(Pointing dataset excerpts)
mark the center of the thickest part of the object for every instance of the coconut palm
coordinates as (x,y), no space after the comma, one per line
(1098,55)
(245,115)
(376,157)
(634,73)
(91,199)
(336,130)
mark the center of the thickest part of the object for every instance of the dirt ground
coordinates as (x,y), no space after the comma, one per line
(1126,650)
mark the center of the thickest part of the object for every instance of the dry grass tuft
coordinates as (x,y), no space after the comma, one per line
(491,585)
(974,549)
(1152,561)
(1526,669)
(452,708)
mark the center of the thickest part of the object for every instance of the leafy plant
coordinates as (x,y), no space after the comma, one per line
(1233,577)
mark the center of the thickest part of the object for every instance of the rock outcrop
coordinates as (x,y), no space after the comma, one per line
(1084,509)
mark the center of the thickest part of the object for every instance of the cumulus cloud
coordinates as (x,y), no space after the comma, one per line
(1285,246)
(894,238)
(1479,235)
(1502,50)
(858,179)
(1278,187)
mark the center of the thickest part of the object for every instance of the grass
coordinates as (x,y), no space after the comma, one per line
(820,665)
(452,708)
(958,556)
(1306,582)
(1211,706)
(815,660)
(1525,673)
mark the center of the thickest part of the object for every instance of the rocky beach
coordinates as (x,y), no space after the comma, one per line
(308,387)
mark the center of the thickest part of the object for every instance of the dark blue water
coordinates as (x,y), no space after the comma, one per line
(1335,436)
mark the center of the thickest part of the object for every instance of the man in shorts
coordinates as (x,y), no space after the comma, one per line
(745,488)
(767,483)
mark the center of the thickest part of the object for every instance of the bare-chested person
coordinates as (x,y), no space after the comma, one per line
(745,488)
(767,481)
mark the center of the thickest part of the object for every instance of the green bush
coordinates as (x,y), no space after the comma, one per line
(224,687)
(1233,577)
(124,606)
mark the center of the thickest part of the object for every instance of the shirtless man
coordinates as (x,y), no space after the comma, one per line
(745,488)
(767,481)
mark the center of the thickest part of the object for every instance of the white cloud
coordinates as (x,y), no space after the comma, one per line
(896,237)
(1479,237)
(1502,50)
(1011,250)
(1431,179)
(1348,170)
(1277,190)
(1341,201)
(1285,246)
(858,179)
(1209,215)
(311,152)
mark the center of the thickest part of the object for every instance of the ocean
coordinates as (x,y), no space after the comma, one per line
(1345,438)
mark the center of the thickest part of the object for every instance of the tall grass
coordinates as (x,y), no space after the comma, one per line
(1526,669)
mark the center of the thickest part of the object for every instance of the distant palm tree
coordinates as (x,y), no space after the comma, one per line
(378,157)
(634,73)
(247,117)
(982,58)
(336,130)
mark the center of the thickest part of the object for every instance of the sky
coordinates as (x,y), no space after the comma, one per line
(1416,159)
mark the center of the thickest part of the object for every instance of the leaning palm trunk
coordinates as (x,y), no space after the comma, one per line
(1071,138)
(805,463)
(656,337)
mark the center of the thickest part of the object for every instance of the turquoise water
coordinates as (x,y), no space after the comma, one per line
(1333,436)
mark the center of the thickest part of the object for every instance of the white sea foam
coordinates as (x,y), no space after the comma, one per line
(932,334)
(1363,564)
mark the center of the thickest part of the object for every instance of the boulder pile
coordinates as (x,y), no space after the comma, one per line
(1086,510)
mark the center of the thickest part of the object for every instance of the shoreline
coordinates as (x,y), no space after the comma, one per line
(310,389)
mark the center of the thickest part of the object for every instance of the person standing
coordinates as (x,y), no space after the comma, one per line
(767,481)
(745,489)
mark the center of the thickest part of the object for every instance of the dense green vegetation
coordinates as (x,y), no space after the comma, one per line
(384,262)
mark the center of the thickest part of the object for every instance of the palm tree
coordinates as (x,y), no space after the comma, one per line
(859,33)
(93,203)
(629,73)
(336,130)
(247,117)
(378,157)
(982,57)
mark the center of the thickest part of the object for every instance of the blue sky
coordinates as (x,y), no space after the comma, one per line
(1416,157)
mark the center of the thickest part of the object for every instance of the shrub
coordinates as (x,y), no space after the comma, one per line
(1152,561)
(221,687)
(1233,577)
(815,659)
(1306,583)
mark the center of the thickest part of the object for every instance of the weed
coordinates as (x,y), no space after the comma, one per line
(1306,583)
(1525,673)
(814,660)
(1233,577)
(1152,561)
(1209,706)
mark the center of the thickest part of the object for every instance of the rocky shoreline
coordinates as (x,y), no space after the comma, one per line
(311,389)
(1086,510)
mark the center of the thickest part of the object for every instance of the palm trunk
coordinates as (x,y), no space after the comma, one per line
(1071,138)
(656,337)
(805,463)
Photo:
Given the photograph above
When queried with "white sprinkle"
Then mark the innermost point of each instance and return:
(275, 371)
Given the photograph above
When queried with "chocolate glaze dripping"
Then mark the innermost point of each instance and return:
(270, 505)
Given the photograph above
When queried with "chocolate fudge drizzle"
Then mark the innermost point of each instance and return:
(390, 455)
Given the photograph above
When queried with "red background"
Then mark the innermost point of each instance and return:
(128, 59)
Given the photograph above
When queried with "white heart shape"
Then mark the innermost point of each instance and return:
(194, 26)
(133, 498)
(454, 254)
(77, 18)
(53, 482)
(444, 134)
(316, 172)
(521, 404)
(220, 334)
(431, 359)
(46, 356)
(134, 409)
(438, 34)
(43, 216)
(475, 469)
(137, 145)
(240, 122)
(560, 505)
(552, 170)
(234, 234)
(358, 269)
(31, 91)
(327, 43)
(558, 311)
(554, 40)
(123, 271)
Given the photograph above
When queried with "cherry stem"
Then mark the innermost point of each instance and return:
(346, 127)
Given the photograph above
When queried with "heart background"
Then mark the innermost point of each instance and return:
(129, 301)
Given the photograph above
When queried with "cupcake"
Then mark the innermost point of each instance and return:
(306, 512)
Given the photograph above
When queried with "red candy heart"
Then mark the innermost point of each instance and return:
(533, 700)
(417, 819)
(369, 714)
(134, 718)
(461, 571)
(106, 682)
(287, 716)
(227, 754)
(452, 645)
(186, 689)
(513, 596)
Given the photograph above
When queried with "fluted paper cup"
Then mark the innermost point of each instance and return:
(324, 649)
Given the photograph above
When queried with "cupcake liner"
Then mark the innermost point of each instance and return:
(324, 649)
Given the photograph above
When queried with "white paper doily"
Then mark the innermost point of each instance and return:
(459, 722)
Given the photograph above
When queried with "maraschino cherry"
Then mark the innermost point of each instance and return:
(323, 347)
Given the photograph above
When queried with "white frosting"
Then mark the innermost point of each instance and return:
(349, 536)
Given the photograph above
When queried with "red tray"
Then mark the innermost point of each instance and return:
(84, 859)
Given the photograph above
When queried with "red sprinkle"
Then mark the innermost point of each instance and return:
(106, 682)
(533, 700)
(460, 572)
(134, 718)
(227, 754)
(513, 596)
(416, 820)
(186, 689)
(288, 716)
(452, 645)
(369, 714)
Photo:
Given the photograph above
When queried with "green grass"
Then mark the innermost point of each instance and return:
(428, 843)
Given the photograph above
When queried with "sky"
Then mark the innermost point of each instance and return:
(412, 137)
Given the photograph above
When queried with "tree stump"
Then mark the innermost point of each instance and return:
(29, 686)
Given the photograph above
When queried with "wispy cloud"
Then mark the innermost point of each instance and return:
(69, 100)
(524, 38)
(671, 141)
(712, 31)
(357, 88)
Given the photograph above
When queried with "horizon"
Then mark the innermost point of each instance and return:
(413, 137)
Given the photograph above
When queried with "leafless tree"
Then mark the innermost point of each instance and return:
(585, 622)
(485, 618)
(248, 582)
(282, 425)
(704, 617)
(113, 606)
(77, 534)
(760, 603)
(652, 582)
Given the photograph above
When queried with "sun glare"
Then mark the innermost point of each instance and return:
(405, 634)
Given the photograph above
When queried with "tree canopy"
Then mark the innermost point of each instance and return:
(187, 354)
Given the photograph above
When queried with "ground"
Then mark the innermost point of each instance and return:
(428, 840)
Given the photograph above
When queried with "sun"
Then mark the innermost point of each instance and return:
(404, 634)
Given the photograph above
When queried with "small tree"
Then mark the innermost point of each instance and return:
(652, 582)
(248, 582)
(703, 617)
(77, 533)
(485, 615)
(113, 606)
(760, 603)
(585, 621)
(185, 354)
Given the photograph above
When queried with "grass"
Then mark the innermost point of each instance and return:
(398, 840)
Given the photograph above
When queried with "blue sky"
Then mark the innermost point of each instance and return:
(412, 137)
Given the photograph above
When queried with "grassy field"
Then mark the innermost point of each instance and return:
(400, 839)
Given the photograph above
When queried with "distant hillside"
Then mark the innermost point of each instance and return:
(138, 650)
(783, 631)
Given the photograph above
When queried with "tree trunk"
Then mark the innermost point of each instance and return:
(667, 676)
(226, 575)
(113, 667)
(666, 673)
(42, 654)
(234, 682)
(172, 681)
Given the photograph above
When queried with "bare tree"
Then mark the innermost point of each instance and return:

Your instructions
Collect every line of the entries above that contains the string "cherry", and treat uppercase and lowercase as different.

Solution for this exercise
When queried with "cherry stem"
When queried with "maraschino cherry"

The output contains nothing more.